> [Условие задачи] Обнови строки данных, начиная со строки с «Annotate every instance of the large» и до конца данных включительно: замени «large iceberg» на «huge iceberg», а всё остальное оставь без изменений. Выведи только эти строки.

----------

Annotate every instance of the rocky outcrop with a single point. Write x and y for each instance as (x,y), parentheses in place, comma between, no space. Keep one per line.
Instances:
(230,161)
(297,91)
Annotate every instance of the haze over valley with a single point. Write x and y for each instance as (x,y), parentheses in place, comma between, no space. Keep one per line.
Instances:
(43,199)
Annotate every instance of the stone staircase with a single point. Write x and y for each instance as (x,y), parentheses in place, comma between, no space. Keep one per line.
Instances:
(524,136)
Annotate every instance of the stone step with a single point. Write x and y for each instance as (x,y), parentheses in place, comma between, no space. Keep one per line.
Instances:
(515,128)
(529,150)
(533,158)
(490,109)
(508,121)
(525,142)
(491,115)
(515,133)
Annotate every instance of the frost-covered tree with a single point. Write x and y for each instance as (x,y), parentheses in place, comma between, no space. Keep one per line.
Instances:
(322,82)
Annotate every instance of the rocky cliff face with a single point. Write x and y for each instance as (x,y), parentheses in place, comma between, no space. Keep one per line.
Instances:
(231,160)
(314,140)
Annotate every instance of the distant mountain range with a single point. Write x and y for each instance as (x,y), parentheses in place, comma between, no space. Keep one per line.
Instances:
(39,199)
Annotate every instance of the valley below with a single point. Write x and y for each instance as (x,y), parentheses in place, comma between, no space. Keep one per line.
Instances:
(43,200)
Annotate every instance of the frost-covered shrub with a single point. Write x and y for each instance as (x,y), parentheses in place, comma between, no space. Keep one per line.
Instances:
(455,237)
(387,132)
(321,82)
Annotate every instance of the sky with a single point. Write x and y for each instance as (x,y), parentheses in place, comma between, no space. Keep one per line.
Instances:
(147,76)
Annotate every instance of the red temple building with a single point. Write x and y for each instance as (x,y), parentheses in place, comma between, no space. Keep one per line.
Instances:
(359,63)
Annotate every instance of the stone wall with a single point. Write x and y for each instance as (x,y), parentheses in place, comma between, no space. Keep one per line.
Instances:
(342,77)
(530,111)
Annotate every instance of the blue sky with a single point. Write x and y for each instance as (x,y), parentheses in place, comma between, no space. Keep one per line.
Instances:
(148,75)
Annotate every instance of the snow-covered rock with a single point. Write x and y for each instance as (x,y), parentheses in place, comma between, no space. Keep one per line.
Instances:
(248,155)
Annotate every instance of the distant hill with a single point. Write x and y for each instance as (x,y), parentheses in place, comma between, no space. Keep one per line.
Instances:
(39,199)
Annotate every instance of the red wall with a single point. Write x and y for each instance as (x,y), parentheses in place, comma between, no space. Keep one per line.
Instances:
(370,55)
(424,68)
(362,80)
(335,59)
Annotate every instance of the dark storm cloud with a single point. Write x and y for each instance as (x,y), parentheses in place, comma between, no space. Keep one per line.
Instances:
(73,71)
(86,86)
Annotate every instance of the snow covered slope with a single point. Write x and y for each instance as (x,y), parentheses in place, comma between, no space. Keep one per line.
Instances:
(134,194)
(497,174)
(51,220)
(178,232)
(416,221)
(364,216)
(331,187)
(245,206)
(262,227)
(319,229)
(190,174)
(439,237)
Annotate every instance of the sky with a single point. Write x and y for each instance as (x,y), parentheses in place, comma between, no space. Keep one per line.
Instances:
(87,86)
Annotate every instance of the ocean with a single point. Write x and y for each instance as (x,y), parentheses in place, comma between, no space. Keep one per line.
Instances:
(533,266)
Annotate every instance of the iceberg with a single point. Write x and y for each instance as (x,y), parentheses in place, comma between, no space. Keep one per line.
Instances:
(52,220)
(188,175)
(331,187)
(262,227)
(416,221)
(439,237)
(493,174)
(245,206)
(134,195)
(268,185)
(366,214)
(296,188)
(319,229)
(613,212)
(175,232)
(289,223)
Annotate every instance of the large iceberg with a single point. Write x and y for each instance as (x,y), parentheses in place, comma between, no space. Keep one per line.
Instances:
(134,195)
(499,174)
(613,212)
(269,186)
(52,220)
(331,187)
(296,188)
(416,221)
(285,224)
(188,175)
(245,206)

----------

> [Ответ на задачу]
Annotate every instance of the huge iceberg with a single point. Write x and y for each instance as (x,y), parentheses in place, comma between, no space. Keep one per line.
Instances:
(134,195)
(499,174)
(613,212)
(269,186)
(52,220)
(331,187)
(296,188)
(416,221)
(285,224)
(188,175)
(245,206)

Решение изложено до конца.